*** Opening of EXERCISE MATERIALS ***
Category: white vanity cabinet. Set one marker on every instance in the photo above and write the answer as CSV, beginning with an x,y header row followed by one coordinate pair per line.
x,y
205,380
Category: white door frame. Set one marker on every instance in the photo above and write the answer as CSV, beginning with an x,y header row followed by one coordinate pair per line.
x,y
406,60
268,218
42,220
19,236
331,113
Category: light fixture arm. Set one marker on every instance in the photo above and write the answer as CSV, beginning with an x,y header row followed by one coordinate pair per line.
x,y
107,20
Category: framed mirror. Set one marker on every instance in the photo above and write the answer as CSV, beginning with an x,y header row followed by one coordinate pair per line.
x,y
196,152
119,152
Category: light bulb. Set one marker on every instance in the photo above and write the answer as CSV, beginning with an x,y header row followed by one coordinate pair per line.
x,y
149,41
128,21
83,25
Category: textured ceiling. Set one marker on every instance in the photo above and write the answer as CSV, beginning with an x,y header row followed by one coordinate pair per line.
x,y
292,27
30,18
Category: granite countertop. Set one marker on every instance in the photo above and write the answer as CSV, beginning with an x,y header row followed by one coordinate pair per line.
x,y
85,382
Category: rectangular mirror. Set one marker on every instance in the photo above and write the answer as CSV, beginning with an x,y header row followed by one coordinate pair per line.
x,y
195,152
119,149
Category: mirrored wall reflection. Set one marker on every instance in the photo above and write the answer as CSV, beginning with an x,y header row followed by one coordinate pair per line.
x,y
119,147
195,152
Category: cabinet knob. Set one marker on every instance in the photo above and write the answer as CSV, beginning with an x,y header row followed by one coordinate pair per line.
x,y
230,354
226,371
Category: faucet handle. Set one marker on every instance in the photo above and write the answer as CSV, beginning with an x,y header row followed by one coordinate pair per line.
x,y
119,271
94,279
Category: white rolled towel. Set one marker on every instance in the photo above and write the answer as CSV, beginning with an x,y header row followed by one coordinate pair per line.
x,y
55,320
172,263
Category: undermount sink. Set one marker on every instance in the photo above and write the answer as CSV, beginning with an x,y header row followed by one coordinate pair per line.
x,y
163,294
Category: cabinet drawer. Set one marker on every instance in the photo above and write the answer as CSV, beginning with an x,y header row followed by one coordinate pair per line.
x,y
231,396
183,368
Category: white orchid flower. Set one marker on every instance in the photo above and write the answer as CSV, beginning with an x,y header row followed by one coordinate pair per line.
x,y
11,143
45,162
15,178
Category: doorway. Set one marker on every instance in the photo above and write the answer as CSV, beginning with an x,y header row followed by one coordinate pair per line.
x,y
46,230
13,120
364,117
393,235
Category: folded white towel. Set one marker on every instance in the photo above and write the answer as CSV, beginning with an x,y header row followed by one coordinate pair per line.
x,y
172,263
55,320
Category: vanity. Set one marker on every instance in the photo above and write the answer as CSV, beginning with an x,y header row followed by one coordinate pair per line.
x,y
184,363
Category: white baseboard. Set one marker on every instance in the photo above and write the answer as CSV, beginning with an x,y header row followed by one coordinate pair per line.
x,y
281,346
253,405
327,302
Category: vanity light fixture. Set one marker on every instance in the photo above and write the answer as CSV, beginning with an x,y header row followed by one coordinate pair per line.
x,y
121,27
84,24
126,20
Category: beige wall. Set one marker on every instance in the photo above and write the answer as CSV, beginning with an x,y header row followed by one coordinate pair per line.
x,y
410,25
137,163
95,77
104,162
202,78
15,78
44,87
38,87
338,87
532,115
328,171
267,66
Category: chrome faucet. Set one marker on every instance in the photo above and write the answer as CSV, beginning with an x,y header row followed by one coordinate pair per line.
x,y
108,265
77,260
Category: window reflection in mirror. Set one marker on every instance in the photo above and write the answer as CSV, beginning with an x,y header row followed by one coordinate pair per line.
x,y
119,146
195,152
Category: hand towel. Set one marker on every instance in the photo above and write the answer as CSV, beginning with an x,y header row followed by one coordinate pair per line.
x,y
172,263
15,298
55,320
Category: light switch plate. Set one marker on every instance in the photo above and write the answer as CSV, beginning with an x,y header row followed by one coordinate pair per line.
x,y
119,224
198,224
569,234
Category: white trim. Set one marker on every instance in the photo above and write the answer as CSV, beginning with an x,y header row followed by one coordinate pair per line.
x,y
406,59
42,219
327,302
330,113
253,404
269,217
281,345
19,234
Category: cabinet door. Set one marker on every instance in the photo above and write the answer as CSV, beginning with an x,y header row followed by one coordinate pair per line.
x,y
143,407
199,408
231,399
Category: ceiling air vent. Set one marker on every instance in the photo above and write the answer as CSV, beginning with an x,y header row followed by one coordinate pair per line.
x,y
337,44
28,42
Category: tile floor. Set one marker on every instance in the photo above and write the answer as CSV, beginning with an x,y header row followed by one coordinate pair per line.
*** Close of EXERCISE MATERIALS ***
*** Opening of EXERCISE MATERIALS ***
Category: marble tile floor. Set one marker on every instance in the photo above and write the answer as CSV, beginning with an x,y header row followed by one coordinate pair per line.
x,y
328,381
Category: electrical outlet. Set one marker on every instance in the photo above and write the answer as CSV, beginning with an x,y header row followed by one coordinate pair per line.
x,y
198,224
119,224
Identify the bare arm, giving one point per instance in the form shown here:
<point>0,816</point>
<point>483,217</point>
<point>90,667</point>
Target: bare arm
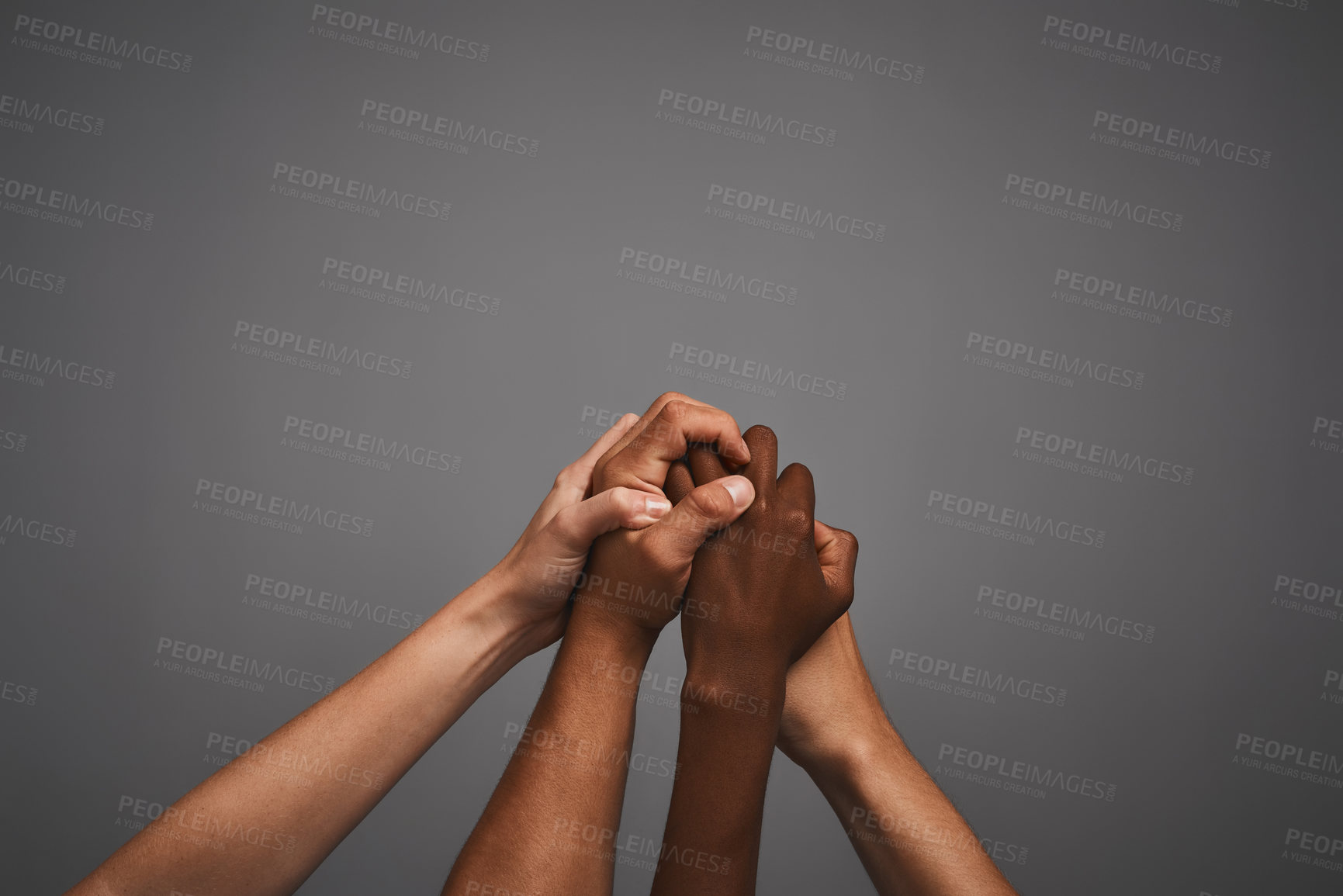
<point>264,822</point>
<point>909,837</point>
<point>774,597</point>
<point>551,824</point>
*** Close of EXERCISE MATERIALS ***
WHAT THE TASK ASKS: Look above for the line with "Category: hand towel." and the line with "Category: tile floor.". Write out those two lines and all the lines between them, exactly, and no others.

SOLVED PROBLEM:
Category: hand towel. Set one marker on every instance in the photo above and write the answer as CSV, beginning with an x,y header row followed by one coordinate pair per line.
x,y
172,263
15,298
55,320
Category: light switch plate. Set one marker on every instance in the photo above and write the answer as CSV, beginning with an x,y header row followed by one coordinate pair per line.
x,y
119,224
198,224
569,234
Category: white trim. Set one marker on every instance in the photo above and write the answer as CSV, beginning with an x,y header row followed by one coordinate pair per line.
x,y
406,59
42,219
327,302
330,113
253,404
269,217
281,345
19,234
Category: cabinet door. Set one marker on every instance in the photo above and write the answer as CSV, beginning with an x,y header row followed by one coordinate pair per line.
x,y
143,407
199,408
231,399
Category: ceiling air vent. Set one marker on every instance in the photo above and write the answer as CSV, beginning with an x,y header row followed by one coordinate pair per line.
x,y
337,44
28,42
Category: tile floor. Set one marker on every instance in the photo above and write the answer as CSV, beginning with an x,y header row followed by one coordinate pair per line.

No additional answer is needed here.